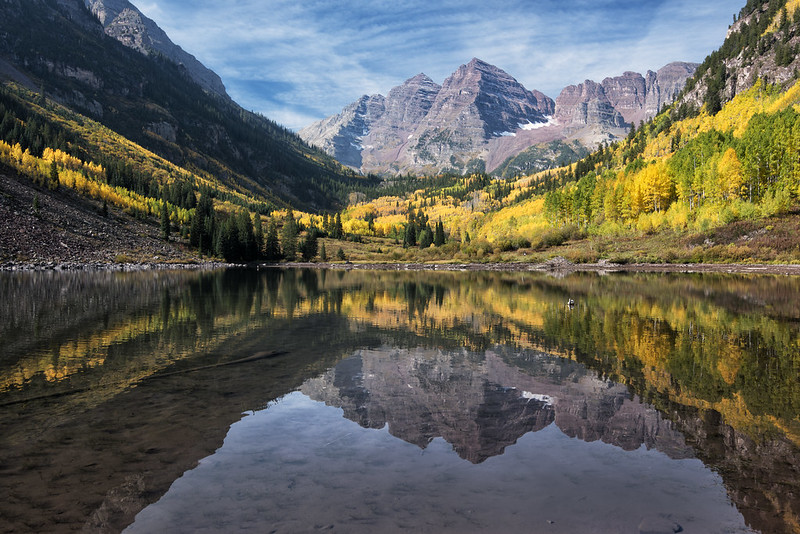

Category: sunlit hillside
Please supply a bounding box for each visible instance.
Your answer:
[329,78,800,264]
[0,83,276,221]
[325,0,800,265]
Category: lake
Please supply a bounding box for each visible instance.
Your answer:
[0,267,798,533]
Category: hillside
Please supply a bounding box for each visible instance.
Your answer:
[0,165,196,266]
[84,0,229,99]
[681,0,800,113]
[0,80,294,265]
[0,0,383,265]
[0,0,372,213]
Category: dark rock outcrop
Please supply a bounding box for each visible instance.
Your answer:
[298,94,386,169]
[556,62,698,128]
[600,71,648,124]
[84,0,228,98]
[645,62,698,118]
[555,79,626,128]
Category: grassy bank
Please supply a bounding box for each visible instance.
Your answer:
[313,210,800,266]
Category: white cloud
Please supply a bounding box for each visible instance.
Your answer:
[131,0,745,130]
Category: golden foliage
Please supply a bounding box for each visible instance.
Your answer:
[764,0,800,34]
[0,140,191,225]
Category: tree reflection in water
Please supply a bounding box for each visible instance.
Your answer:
[0,268,797,533]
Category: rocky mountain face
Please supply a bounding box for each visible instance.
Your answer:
[299,73,447,172]
[404,59,554,174]
[84,0,228,98]
[587,62,698,126]
[301,58,557,176]
[302,59,696,176]
[680,0,800,114]
[298,94,387,169]
[643,62,700,118]
[555,79,626,128]
[360,74,441,171]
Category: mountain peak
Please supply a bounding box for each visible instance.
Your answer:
[467,57,491,67]
[458,57,511,79]
[397,73,439,91]
[408,73,434,83]
[301,59,555,175]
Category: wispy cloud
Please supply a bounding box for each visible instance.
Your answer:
[133,0,743,130]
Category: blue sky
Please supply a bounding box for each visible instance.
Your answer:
[135,0,744,130]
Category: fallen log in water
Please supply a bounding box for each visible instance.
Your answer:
[0,350,289,407]
[142,350,289,380]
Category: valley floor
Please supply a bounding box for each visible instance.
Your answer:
[3,165,799,275]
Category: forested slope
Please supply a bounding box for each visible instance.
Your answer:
[0,0,374,213]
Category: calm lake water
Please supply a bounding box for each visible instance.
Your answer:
[0,267,798,533]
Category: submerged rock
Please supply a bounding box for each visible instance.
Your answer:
[638,515,683,534]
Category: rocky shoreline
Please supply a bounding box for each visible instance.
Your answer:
[0,260,230,272]
[4,256,800,275]
[270,257,800,276]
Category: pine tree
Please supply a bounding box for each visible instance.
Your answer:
[191,192,215,256]
[403,221,417,247]
[418,225,433,248]
[626,122,636,142]
[264,218,281,260]
[320,242,328,262]
[253,213,264,259]
[236,210,256,261]
[281,209,299,261]
[215,217,238,261]
[300,229,319,261]
[434,219,445,246]
[48,160,58,190]
[161,201,170,241]
[333,212,344,239]
[190,210,202,250]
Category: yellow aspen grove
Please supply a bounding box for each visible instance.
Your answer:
[625,173,645,220]
[716,148,744,201]
[639,161,673,212]
[10,142,23,163]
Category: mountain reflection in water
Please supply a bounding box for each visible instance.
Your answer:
[302,348,693,464]
[0,268,797,533]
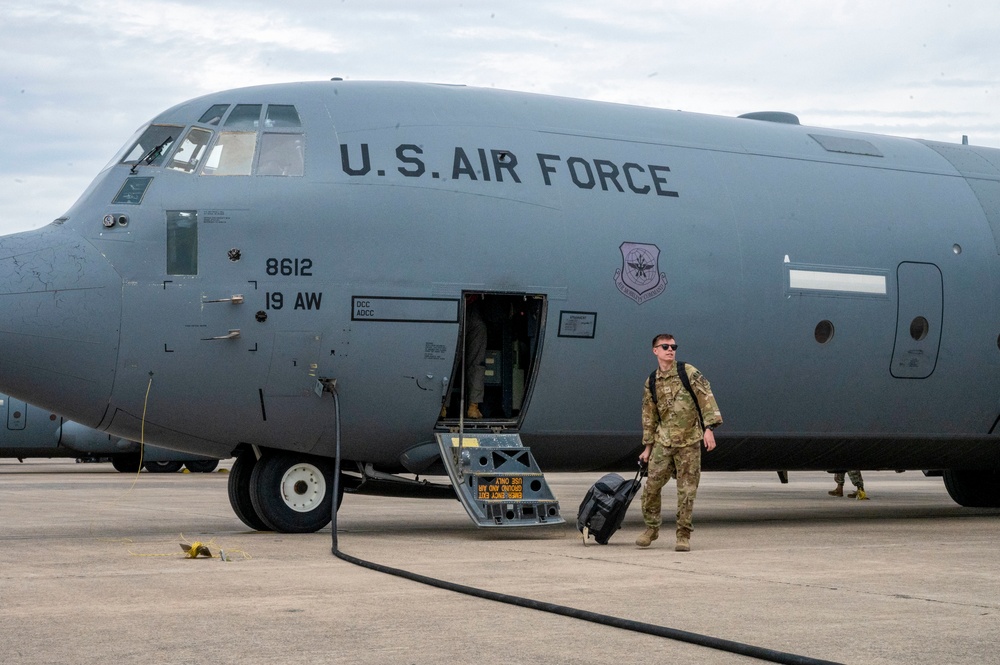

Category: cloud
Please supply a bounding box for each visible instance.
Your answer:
[2,0,1000,233]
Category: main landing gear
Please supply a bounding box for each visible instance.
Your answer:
[943,469,1000,508]
[228,448,344,533]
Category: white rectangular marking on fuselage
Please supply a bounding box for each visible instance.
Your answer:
[788,269,887,294]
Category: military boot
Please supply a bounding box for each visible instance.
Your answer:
[849,488,869,500]
[828,484,844,497]
[675,532,691,552]
[635,527,659,548]
[467,403,483,419]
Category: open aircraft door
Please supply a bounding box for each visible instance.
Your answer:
[437,292,546,428]
[890,262,943,379]
[432,292,561,527]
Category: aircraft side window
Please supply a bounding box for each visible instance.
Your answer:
[224,104,263,129]
[167,128,213,173]
[202,132,257,176]
[166,210,198,276]
[910,317,930,342]
[198,104,230,126]
[257,133,304,176]
[119,124,181,167]
[814,320,835,344]
[264,105,301,128]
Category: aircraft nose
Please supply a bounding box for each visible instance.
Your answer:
[0,224,121,427]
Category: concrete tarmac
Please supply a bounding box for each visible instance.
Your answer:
[1,460,998,665]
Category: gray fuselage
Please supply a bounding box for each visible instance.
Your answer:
[0,81,997,475]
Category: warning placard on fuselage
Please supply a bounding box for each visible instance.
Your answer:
[351,296,459,323]
[477,476,524,501]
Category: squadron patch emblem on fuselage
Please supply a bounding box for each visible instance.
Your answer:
[614,242,667,304]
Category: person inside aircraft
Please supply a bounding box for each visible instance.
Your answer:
[828,470,869,500]
[637,334,722,552]
[438,292,544,424]
[464,294,487,419]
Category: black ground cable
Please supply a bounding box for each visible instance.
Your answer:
[328,390,842,665]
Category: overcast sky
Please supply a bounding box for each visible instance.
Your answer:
[2,0,998,236]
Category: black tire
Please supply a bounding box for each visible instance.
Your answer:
[943,470,1000,507]
[249,452,343,534]
[185,459,219,473]
[228,450,271,531]
[144,461,183,473]
[111,453,142,473]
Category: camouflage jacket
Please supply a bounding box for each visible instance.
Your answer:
[641,363,723,448]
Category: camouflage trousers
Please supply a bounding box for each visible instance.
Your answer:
[641,443,701,536]
[834,470,864,488]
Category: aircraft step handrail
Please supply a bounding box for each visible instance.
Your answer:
[434,432,564,527]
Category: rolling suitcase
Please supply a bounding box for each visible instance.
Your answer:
[577,467,645,545]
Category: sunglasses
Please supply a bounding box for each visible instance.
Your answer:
[657,343,678,351]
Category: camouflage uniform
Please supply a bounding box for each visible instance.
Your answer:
[834,470,864,488]
[640,363,722,537]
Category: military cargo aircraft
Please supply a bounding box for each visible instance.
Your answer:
[0,394,221,472]
[0,80,997,533]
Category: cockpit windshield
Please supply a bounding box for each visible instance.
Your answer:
[119,124,181,168]
[198,104,229,126]
[111,103,305,177]
[167,127,213,173]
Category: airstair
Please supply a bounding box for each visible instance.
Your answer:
[434,432,563,527]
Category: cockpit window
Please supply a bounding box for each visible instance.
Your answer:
[258,134,304,176]
[202,132,257,176]
[167,128,213,173]
[166,210,198,275]
[198,104,229,126]
[265,105,301,128]
[190,103,305,177]
[119,124,181,167]
[225,104,263,129]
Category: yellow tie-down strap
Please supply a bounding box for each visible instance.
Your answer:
[450,436,480,447]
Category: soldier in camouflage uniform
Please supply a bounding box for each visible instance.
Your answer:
[636,334,722,552]
[829,470,868,500]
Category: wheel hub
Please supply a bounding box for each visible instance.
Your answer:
[279,463,327,512]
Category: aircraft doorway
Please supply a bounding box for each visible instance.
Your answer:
[437,292,546,428]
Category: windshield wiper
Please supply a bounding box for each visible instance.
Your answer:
[130,135,173,174]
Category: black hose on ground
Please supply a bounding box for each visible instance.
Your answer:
[328,390,842,665]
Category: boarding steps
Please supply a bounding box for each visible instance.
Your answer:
[434,432,563,527]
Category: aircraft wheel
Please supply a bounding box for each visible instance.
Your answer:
[111,453,142,473]
[249,452,343,533]
[185,459,219,473]
[228,450,270,531]
[144,461,183,473]
[943,470,1000,507]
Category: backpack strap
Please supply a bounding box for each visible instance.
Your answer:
[649,364,705,429]
[647,370,658,405]
[647,370,659,423]
[676,361,705,428]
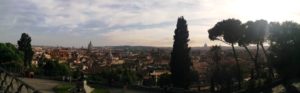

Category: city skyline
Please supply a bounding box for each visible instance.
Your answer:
[1,0,300,47]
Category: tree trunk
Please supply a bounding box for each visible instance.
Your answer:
[254,43,260,78]
[242,44,255,61]
[259,42,267,57]
[241,44,256,80]
[231,43,241,89]
[260,42,275,79]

━━━━━━━━━━━━━━━━━━━━

• _PROBLEM TO SOLVE_
Your output should be the records above, duplicated exactly and picture-free.

• _OUTPUT OF THE EXERCISE_
Category: sunlit hillside
Please supply a bounding box for each visible instance.
Your answer:
[329,78,800,264]
[0,83,276,221]
[325,0,800,265]
Category: lake
Please supply a bounding box for each visible instance.
Your answer:
[0,267,798,533]
Category: hillside
Please supply a bounding box for each visible instance.
Your answer:
[0,165,196,266]
[84,0,229,99]
[681,0,800,113]
[0,80,294,265]
[0,0,383,265]
[0,0,372,213]
Category: dark rock outcrop
Please supply a bounding box for each visible instance.
Your answer:
[298,94,386,169]
[556,62,698,128]
[600,71,648,124]
[84,0,228,98]
[645,62,698,118]
[555,79,626,128]
Category: grassy bank
Please supply a bounding box for each visible instance.
Your answer:
[313,210,800,266]
Category: white cloud
Please supply a bounding box for each visible instance.
Your answer:
[131,0,745,130]
Category: golden foliage
Please supply a bounding box for each visible instance.
Your answer:
[764,0,800,34]
[0,140,191,225]
Category: tree reflection in water
Please supply a bounding box for each visible instance.
Your answer:
[0,268,797,533]
Category: rocky mountain face
Please supply a bounding box for each visible instance.
Your answer:
[299,73,447,172]
[404,59,554,174]
[84,0,228,98]
[587,62,698,126]
[301,58,557,176]
[302,59,696,176]
[680,0,800,114]
[298,94,387,169]
[643,62,700,118]
[555,79,626,128]
[360,74,441,171]
Category: mountain peak
Please supply a bounding box for each visible instance.
Your answer:
[467,57,491,67]
[458,57,511,79]
[397,73,439,91]
[408,73,434,83]
[301,59,555,175]
Category: wispy cloud
Please supply a bounding box for each visible instance.
Your answer:
[133,0,743,130]
Category: blue sky
Please supply a bounding box for each visible instance.
Your answer:
[135,0,744,130]
Category: fallen log in water
Please supply a bounding box for each visible instance.
Your answer:
[0,350,289,407]
[142,350,289,380]
Category: valley floor
Please supply a bounding box for each visible instance.
Your answer:
[3,165,799,275]
Category: forested slope
Please supply a bounding box for each visible instance.
Your answer:
[0,0,374,213]
Category: calm lake water
Please supply a bounding box for each visible instance.
Your answer:
[0,267,798,533]
Category: submerged rock
Please supply a bounding box for each visible instance.
Your answer:
[638,515,683,534]
Category: rocky shoreline
Please supply a bounding box for each visible instance.
Your answer:
[0,260,230,272]
[4,256,800,275]
[270,257,800,276]
Category: pine tree
Please supply a bounding box for each visible instance.
Your answer:
[191,192,215,256]
[403,221,417,247]
[418,225,433,248]
[626,122,636,142]
[264,218,281,260]
[320,242,328,262]
[253,213,264,259]
[236,210,256,261]
[281,209,299,261]
[215,217,238,261]
[300,229,319,261]
[434,219,445,246]
[48,160,58,190]
[161,201,170,241]
[333,212,344,239]
[190,210,202,250]
Category: yellow aspen grove
Please supply a bounding box for each visible instance.
Your answer:
[625,173,645,220]
[716,148,744,201]
[639,161,673,212]
[10,142,23,163]
Category: mountain reflection in water
Please supply a bounding box for each visible instance.
Your answer:
[302,348,693,464]
[0,268,797,533]

Category: cloud
Please supply a bounding box for each visible instance.
Your answer:
[2,0,1000,233]
Category: main landing gear
Please supply a bounding box for each visible instance.
Your answer:
[943,469,1000,508]
[228,448,344,533]
Category: white rectangular marking on fuselage
Please supply a bounding box for each visible instance.
Your answer:
[788,269,887,294]
Category: military boot
Please supply a bounding box for each visible instance.
Your answer:
[849,488,869,500]
[828,484,844,497]
[675,532,691,552]
[635,527,659,548]
[467,403,483,419]
Category: open aircraft door
Please supply a bounding box for each visible instance.
Your answer:
[437,292,546,428]
[890,262,943,379]
[432,292,561,527]
Category: aircraft side window
Please supply a bounding box for each visible instance.
Your answer:
[224,104,263,129]
[167,128,213,173]
[202,132,257,176]
[166,210,198,276]
[910,317,930,342]
[198,104,230,126]
[257,133,304,176]
[119,124,181,167]
[814,320,835,344]
[264,105,301,128]
Category: aircraft nose
Please supply a bounding box for each visible instance.
Your answer:
[0,224,121,427]
Category: concrete tarmac
Please supply a bounding box for each visible instance.
Your answer:
[1,460,998,665]
Category: gray fuselage
Please supply a bounding box for each visible instance.
Your answer:
[0,81,997,475]
Category: warning placard on fuselage
Please supply a bounding box for each visible instance.
Your answer:
[351,296,459,323]
[477,476,524,501]
Category: squadron patch emblem on fuselage
Please supply a bounding box for each visible instance.
Your answer:
[614,242,667,304]
Category: person inside aircraft
Please supply a bounding box for each visible instance.
Your answer:
[828,470,869,500]
[637,334,722,552]
[438,292,544,424]
[464,294,487,419]
Category: black ground cable
Please supply a bounding box for each visible instance.
Your answer:
[328,390,842,665]
Category: overcast sky
Please supply a bounding box for each visible instance.
Your answer:
[2,0,998,236]
Category: black tire
Please supply a bounding box for each visible instance.
Your answer:
[943,470,1000,507]
[249,452,343,534]
[185,459,219,473]
[228,450,271,531]
[144,461,183,473]
[111,453,142,473]
Category: camouflage jacket
Please supply a bounding box for each visible instance.
Your answer:
[641,363,723,448]
Category: camouflage trousers
Please supply a bounding box for each visible instance.
Your answer:
[641,443,701,536]
[834,470,864,488]
Category: aircraft step handrail
Please supply a bounding box for each visible instance.
Your answer:
[434,432,564,527]
Category: rolling suitcase
Please supply a bounding box for each visible instance.
Your answer:
[577,467,645,545]
Category: sunglasses
Please supply a bounding box for each visible instance.
Your answer:
[657,343,678,351]
Category: camouflage uniform
Please supply a bounding box for each visible instance.
Your answer:
[834,470,864,488]
[640,363,722,537]
Category: military cargo aircraft
Please supply a bounding box for each visible instance.
Your answer:
[0,394,221,472]
[0,80,997,533]
Category: cockpit windshield
Please supply a bounding box for each visible instance.
Your answer:
[119,124,181,168]
[198,104,229,126]
[111,103,305,177]
[167,127,213,173]
Category: airstair
Please supply a bounding box for each visible instance.
Your answer:
[434,432,563,527]
Category: cockpit window
Please supply a bounding box for each visible instance.
Your answer:
[258,134,304,176]
[202,132,257,176]
[167,128,213,173]
[166,210,198,275]
[198,104,229,126]
[265,105,301,128]
[190,103,305,177]
[119,124,181,167]
[225,104,263,129]
Category: yellow tie-down strap
Please supply a bounding box for each visible instance.
Your answer:
[450,436,480,447]
Category: soldier in camouflage uniform
Please supply a bounding box for each visible instance.
Your answer:
[636,334,722,552]
[829,470,868,500]
Category: wheel hub
Please supply a bounding box for each visible instance.
Your answer:
[279,463,327,512]
Category: aircraft doorway
Please supply a bounding box for each visible instance.
Your answer:
[437,292,546,428]
Category: windshield wiper
Please supply a bounding box for each visible instance.
Your answer:
[130,135,173,174]
Category: black hose on ground
Please supply a bounding box for each visible instance.
Your answer:
[328,390,842,665]
Category: boarding steps
Please supply a bounding box for each visible instance.
Your answer:
[434,432,563,527]
Category: aircraft wheel
Please supply a bounding box for each visible instance.
Your answer:
[111,453,142,473]
[249,452,343,533]
[185,459,219,473]
[228,450,270,531]
[144,461,183,473]
[943,470,1000,507]
Category: backpack strap
Please supply a bounding box for each visible instance.
Your answer:
[649,364,705,429]
[647,370,658,405]
[647,370,659,423]
[676,361,705,428]

Category: city skyline
Please supply a bounding box for each visible instance.
Your answer:
[1,0,300,47]
Category: tree trunk
Please supply a bounding box for each visible instance.
Your answer:
[254,43,260,78]
[242,44,255,61]
[259,42,267,57]
[241,44,256,80]
[231,43,241,89]
[260,42,275,79]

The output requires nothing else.